▸ **AIM**: Please count the lines in the rows below that contain the word "intent", and reply with only that number.

───── DATA FOR PROCESSING

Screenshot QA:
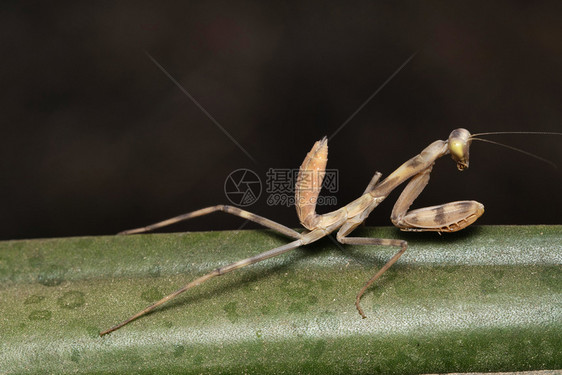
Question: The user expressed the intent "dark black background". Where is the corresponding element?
[0,1,562,239]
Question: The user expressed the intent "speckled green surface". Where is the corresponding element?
[0,226,562,374]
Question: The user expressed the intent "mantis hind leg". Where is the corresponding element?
[337,219,408,319]
[119,204,302,239]
[390,166,484,232]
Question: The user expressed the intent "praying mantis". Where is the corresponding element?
[100,128,562,336]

──────────

▸ **ANSWER**: 4